[Stored items from a collection]
§ §

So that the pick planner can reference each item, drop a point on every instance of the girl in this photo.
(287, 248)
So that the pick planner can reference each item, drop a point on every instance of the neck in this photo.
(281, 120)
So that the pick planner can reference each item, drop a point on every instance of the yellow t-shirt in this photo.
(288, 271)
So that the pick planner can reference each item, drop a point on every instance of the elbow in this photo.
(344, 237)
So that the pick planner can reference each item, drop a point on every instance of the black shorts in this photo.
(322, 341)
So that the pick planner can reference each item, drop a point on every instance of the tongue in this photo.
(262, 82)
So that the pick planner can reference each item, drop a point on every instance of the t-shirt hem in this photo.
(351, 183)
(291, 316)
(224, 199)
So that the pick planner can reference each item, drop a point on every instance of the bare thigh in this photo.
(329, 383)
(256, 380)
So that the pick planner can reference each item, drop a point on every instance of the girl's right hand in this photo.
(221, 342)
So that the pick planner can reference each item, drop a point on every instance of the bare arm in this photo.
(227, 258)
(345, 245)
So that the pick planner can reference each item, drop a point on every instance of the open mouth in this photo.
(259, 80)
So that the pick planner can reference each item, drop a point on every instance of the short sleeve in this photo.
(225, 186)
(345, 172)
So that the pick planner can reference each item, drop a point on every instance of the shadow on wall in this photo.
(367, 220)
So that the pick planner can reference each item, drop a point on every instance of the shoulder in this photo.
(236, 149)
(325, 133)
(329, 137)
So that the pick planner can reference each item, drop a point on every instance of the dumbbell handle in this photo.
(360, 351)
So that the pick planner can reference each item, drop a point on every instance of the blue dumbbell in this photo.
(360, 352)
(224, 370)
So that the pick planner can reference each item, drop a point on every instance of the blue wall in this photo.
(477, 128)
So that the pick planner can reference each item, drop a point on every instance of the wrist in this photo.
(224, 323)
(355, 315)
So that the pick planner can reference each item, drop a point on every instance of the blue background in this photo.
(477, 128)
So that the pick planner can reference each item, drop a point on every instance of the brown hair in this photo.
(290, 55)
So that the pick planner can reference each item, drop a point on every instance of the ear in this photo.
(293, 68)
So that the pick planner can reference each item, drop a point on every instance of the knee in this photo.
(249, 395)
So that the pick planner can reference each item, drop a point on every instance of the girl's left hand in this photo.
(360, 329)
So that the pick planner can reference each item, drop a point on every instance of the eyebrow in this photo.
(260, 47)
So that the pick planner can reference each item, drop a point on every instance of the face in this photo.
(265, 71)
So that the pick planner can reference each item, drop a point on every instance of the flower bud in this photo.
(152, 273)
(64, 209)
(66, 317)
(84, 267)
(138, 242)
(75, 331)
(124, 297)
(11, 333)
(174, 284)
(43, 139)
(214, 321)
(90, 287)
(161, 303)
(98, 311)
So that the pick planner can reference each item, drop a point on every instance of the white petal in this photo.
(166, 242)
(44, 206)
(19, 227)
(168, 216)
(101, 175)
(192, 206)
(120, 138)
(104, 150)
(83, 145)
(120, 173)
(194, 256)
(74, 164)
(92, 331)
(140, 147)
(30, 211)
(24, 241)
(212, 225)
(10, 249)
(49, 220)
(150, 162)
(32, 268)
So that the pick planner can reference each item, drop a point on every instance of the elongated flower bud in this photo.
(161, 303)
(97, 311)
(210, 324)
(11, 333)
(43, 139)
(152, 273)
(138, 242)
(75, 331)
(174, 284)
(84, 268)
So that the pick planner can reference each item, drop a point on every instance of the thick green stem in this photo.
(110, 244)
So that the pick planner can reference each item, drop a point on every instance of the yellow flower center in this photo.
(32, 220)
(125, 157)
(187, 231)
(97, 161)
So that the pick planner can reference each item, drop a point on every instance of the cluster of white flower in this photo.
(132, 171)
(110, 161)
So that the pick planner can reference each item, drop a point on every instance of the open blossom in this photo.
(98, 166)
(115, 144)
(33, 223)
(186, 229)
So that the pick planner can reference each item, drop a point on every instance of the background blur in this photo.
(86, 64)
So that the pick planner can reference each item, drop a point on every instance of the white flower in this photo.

§ §

Please give the entries above again, changing every "drop a point on" to "place a marker on" and leaving everything else as it is.

So that the pick planner can reference each item, place a marker on every instance of the girl in this photo.
(287, 248)
So that the pick planner can reference each item, place a marker on every instance of the neck in this photo.
(281, 120)
So that the pick planner can reference each item, place a marker on every instance of the yellow t-shirt in this photo.
(288, 271)
So that the pick planner can reference each item, place a marker on every instance of the elbow in this photo.
(344, 237)
So that the pick planner can reference each item, place a marker on every instance of the black shorts in this photo.
(322, 341)
So that the pick planner can reference each item, place a marker on every instance of the tongue in this photo.
(262, 82)
So that the pick planner can reference each item, place a marker on every instance of the t-shirt hem in this photo.
(351, 183)
(291, 316)
(224, 199)
So that the pick planner can reference each item, place a marker on every instance of the bare thigh in this photo.
(329, 383)
(256, 380)
So that the pick planner can reference each item, place a marker on every instance of the girl's right hand in this photo.
(221, 342)
So that the pick planner can reference each item, place a marker on every instance of the bare arm in this photo.
(227, 258)
(345, 245)
So that the pick planner can reference each item, place a marker on every instance of the open mouth in this photo.
(259, 80)
So that the pick planner can reference each item, place a marker on every instance of the short sleeve in this photo.
(225, 186)
(345, 172)
So that the pick planner can reference each item, place a marker on every instance of the shadow on wall in this photo.
(367, 220)
So that the pick planner can reference each item, place a marker on every instance of the shoulder in this photo.
(236, 149)
(325, 133)
(329, 137)
So that the pick planner can reference each item, place a marker on every instance of the dumbbell handle in this photo.
(360, 351)
So that the pick planner can reference each item, place a marker on every instance of the blue dumbbell in this photo.
(360, 352)
(224, 370)
So that the pick planner can reference each item, place a marker on every instance of the blue wall in this photo.
(477, 128)
So that the pick planner can reference each item, place a marker on every instance of the wrist in this photo.
(224, 323)
(355, 315)
So that the pick planner can reference each item, place a marker on every instance of the blue background in this photo.
(477, 128)
So that the pick planner can reference each item, place a marker on every instance of the brown hair in this photo.
(290, 55)
So that the pick planner can reference each item, place a marker on every instance of the ear in this photo.
(293, 68)
So that the pick planner can reference each item, place a marker on every instance of the knee in this photo.
(249, 395)
So that the pick planner can reference each item, place a marker on every instance of the girl's left hand in this photo.
(360, 329)
So that the pick planner can reference each item, place a marker on every instance of the eyebrow in this photo.
(260, 47)
So that the pick planner can reference each item, place a marker on every instance of the face in this photo.
(265, 71)
So that the pick planner can reference each item, place a marker on every instance of the flower bud in this photo.
(152, 273)
(64, 209)
(66, 317)
(84, 267)
(138, 242)
(75, 331)
(124, 297)
(11, 333)
(174, 284)
(43, 139)
(214, 321)
(90, 287)
(161, 303)
(98, 311)
So that the pick planner can reference each item, place a marker on every instance of the white petal in this photo.
(166, 242)
(44, 206)
(19, 227)
(168, 216)
(101, 175)
(192, 206)
(120, 138)
(104, 150)
(83, 145)
(120, 173)
(194, 256)
(74, 164)
(92, 331)
(140, 147)
(30, 211)
(24, 241)
(212, 225)
(10, 249)
(49, 220)
(150, 162)
(32, 268)
So that the pick planner can reference each item, place a marker on every instance of the elongated flower bud in this photo.
(161, 303)
(97, 311)
(210, 324)
(11, 333)
(43, 139)
(152, 273)
(138, 242)
(75, 331)
(174, 284)
(84, 268)
So that the pick planner can reference each item, place a marker on every instance of the thick green stem in this photo.
(110, 244)
So that the pick planner can reference each item, place a marker on every instance of the yellow flower center in this photo.
(32, 220)
(125, 157)
(187, 231)
(97, 161)
So that the pick planner can reference each item, place a marker on every instance of the cluster of white flower in this photo.
(132, 171)
(110, 161)
So that the pick planner can reference each item, place a marker on every instance of the open blossom in this photo.
(98, 166)
(115, 144)
(33, 223)
(186, 229)
So that the pick planner can reference each item, place a marker on every instance of the background blur in this photo.
(86, 64)
So that the pick planner can reference each item, place a marker on every instance of the white flower in this photo.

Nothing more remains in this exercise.